SHORT TASK 1
Please change "entrance" to "front" in the entries, from the first line of the entries to the line with "[[[26,358],[26,316],[0,314],[0,369],[18,368]]]", and write those lines out again with nothing else altered.

SELECTED TEXT

Auxiliary definition for SMul.comp, MulAction.compHom, DistribMulAction.compHom, Module.compHom, etc.

Equations

• SMul.comp.smul g n a = g n • a

def VAdd.comp.vadd {M : Type u_1} {N : Type u_2} {α : Type u_5} [VAdd M α] (g : N → M) (n : N) (a : α) : α

Auxiliary definition for VAdd.comp, AddAction.compHom, etc.

Equations

• VAdd.comp.vadd g n a = g n +ᵥ a

@[reducible, inline]

abbrev SMul.comp {M : Type u_1} {N : Type u_2} (α : Type u_5) [SMul M α] (g : N → M) : SMul N α

An action of M on α and a function N → M induces an action of N on α.

Equations

• SMul.comp α g = { smul := SMul.comp.smul g }

@[reducible, inline]

abbrev VAdd.comp {M : Type u_1} {N : Type u_2} (α : Type u_5) [VAdd M α] (g : N → M) : VAdd N α

An additive action of M on α and a function N → M induces an additive action of N on α.

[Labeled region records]
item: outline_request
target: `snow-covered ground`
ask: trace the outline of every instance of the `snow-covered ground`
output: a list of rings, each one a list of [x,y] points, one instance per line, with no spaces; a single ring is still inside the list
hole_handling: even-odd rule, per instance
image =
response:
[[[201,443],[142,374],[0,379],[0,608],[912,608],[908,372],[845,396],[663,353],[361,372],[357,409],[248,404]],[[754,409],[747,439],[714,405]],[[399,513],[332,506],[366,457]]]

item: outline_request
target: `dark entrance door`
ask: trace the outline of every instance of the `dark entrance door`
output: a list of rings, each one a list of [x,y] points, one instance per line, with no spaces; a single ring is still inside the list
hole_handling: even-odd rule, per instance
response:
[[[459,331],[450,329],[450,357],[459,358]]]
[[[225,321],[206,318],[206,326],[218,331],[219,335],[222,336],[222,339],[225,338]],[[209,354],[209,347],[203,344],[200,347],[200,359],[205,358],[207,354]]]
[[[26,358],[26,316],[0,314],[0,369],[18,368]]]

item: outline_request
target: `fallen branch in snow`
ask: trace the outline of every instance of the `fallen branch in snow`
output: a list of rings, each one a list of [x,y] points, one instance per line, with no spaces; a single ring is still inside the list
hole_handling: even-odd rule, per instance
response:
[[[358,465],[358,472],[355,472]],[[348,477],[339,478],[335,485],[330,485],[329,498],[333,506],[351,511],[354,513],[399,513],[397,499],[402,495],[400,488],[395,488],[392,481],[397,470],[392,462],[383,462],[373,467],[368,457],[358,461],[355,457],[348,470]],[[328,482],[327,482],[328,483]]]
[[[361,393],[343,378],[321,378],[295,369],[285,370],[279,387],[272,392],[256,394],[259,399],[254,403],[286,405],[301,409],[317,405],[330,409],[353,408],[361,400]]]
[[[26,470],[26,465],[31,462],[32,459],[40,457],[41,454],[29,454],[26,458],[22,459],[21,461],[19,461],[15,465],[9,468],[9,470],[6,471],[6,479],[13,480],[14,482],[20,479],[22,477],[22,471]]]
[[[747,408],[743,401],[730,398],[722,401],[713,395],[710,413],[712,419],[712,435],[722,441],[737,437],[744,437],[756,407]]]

SHORT TASK 2
In the documentation excerpt, how does SMul.comp turn an action of M on α into an action of N on α?

EXPECTED ANSWER 1
item: outline_request
target: `snow-covered ground`
ask: trace the outline of every instance of the `snow-covered ground`
output: a list of rings, each one a list of [x,y] points, one instance per line, with no spaces; a single ring is still inside the list
hole_handling: even-odd rule, per instance
image =
response:
[[[201,443],[142,374],[0,379],[0,608],[912,608],[908,372],[845,396],[663,353],[361,372],[357,409],[248,404]],[[754,409],[747,439],[714,405]],[[399,513],[332,506],[366,457]]]

item: outline_request
target: `dark front door`
ask: trace the outline of every instance of the `dark front door`
output: a list of rings, each one a list of [x,y] points, one instance per line, with no spaces; a single ring is still inside the list
hole_handling: even-odd rule, per instance
response:
[[[459,331],[450,329],[450,357],[459,358]]]
[[[225,321],[206,318],[206,326],[218,331],[219,335],[222,336],[222,339],[225,338]],[[209,354],[209,347],[203,344],[200,347],[200,359],[205,358],[207,354]]]
[[[26,358],[26,316],[0,314],[0,369],[18,368]]]

EXPECTED ANSWER 2
SMul.comp takes the action of M on α and a function g : N → M, and sets smul := SMul.comp.smul g. By its equation, SMul.comp.smul g n a = g n • a, so an element n of N acts on a by first mapping to g n in M.